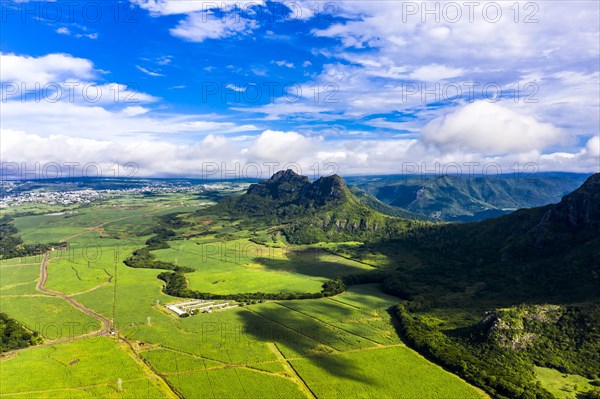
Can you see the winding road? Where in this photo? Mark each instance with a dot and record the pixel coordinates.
(106, 324)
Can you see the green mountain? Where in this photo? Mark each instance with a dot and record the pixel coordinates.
(491, 300)
(384, 208)
(465, 198)
(309, 212)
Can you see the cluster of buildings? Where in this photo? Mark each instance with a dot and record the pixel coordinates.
(49, 197)
(13, 193)
(184, 309)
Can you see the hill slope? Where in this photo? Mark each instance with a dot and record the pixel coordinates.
(324, 210)
(491, 300)
(465, 198)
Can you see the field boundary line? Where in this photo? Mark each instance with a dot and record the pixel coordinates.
(149, 371)
(329, 324)
(290, 369)
(291, 329)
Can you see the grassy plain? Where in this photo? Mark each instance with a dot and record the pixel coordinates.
(333, 347)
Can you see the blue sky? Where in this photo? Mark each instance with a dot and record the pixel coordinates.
(368, 86)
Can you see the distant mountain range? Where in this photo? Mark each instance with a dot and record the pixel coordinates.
(465, 198)
(324, 210)
(553, 250)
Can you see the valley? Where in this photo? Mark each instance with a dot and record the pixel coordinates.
(319, 319)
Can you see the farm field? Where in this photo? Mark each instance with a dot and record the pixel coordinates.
(237, 266)
(87, 368)
(292, 349)
(561, 385)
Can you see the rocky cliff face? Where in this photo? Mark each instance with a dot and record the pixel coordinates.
(580, 209)
(289, 187)
(284, 185)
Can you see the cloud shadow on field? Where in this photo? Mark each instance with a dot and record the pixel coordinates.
(310, 262)
(307, 340)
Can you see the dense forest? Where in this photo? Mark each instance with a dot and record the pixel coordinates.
(15, 336)
(11, 244)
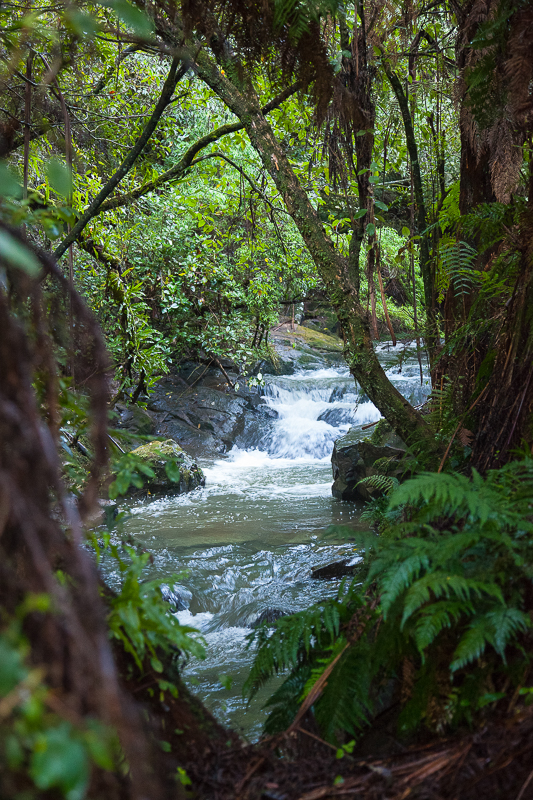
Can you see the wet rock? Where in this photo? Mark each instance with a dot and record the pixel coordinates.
(134, 419)
(353, 460)
(156, 455)
(178, 597)
(337, 416)
(302, 348)
(269, 616)
(338, 569)
(204, 419)
(383, 434)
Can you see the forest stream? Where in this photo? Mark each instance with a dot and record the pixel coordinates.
(247, 542)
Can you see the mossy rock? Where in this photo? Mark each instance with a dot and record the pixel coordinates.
(167, 458)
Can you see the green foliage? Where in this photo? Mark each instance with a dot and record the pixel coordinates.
(457, 261)
(140, 618)
(381, 483)
(39, 749)
(130, 470)
(445, 593)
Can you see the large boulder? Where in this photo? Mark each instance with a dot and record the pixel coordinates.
(157, 455)
(205, 419)
(353, 460)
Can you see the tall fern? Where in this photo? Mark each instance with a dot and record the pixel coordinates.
(447, 591)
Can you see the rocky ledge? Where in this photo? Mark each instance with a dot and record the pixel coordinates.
(354, 459)
(175, 472)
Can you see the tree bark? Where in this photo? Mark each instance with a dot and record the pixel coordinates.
(358, 349)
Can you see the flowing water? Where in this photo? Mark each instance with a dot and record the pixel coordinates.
(248, 541)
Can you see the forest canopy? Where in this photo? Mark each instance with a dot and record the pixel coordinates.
(175, 178)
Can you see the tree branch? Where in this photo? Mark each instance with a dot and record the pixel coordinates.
(175, 74)
(178, 170)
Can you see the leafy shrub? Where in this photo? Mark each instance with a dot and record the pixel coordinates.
(439, 627)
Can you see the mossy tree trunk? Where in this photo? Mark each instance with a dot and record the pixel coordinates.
(332, 267)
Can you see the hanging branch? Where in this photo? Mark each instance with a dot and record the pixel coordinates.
(178, 170)
(175, 74)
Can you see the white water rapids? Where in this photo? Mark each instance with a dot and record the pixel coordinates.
(248, 541)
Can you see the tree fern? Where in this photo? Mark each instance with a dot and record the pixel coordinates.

━━━━━━━━━━

EXERCISE BRIEF:
Return the lines of the data verbatim, beginning at the line that contains "Can you see the forest canopy?" and continuing through the last line of the data.

REPLY TO THE EXERCISE:
Can you see the forest canopy? Where in this photo? Mark each instance with a dot and record the pixel coordinates.
(175, 178)
Can you see the tree branch? Where in this photo? Mark each instance with a dot and record the pixel coordinates.
(175, 74)
(178, 170)
Can you see the leafy shrub? Where in this photo? Mark each instance with a dot and record the pixel coordinates.
(439, 627)
Can you see the mossy tree trunk? Where in this photo? Mark each instance with a dot and record the pixel coordinates.
(332, 267)
Can you see the hanging branch? Where in this photo? Mark each instance with a dot and record the pixel coordinates.
(178, 170)
(175, 74)
Can you see the white water rapids? Where in this photo? Mark each instance with a dot and record the pixel coordinates.
(248, 541)
Can you see the tree fern? Where in this photo? Mark each instance with a dot and record the pixel coordinates.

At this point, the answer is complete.